> _Passage provided_:
WASHINGTON, D.C.—The challenges of environmental justice were brought center stage at a recent town hall meeting in the city’s poorest community, Ward 8. The event was sponsored by Advisory Neighborhood Commissioner Salim Adofo, Chairman of the Advisory Neighborhood Commission 8C. The goal was to bring Ward 8-based organizations together to develop a strategic plan to address critical environmental justice issues throughout the ward. Organizations included the Ward 8 Woods, We Act Radio, and the NAACP D.C. Branch.
“Ward 8 is plagued with various environmental issues such as air quality, illegal dumping and heat island effect,” Mr. Adofo told The Final Call. “These issues manifest in our daily lives as mold, lead in our water, large amounts of trash laying around and unsafe neighborhoods. Coupled with inconsistent access to quality food, healthcare and financial resources, these issues severely reduce the quality of and longevity of life for Ward 8 residents.”

Stored items from a collection:
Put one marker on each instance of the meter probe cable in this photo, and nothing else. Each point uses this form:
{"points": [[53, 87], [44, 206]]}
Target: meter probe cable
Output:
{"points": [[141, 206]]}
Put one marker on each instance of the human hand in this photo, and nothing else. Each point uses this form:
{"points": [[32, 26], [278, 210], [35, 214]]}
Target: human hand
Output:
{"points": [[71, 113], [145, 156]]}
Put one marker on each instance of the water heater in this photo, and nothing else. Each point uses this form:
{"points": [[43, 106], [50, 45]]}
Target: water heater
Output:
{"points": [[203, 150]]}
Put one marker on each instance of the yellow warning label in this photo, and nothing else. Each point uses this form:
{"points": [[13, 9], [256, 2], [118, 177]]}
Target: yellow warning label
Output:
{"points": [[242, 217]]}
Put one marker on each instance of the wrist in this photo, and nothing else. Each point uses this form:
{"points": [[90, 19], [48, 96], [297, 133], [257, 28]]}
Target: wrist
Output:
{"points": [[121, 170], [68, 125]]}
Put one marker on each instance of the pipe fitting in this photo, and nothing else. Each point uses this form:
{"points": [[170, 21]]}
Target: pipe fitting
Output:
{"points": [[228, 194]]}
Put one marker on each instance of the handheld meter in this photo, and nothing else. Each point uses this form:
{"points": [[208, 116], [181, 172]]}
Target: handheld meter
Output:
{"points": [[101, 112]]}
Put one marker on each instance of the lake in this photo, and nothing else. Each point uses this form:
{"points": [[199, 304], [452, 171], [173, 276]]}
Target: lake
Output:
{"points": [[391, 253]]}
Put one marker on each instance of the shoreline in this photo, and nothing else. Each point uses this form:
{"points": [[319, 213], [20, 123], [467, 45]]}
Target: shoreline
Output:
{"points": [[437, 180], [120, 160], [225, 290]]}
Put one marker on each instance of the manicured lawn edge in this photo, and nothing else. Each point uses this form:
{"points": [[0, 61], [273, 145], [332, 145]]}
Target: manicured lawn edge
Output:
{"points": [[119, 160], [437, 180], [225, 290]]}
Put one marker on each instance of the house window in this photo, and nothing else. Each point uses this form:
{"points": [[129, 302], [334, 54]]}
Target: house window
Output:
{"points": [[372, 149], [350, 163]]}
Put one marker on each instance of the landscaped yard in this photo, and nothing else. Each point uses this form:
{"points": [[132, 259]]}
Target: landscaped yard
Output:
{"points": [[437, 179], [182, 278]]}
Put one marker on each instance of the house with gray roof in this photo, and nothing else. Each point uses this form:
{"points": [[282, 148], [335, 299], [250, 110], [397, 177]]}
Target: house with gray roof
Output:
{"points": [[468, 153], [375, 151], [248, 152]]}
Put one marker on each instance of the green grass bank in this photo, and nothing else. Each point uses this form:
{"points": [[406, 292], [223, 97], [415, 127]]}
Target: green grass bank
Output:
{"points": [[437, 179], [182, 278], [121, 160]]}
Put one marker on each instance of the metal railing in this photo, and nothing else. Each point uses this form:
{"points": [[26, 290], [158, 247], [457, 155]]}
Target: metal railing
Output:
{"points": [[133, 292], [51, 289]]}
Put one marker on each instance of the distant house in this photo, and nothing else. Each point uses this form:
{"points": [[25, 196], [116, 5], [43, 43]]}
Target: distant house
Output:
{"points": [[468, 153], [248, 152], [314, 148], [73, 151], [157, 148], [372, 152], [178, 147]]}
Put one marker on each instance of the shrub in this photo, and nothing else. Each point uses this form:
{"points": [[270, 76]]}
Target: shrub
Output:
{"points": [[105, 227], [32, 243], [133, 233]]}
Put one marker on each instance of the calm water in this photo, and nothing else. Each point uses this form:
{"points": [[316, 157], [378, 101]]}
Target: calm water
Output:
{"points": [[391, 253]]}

> _Problem to solve_: According to the article on the Ward 8 environmental justice town hall, who sponsored the meeting?

> _Exercise response_: Advisory Neighborhood Commissioner Salim Adofo, Chairman of the Advisory Neighborhood Commission 8C, sponsored it.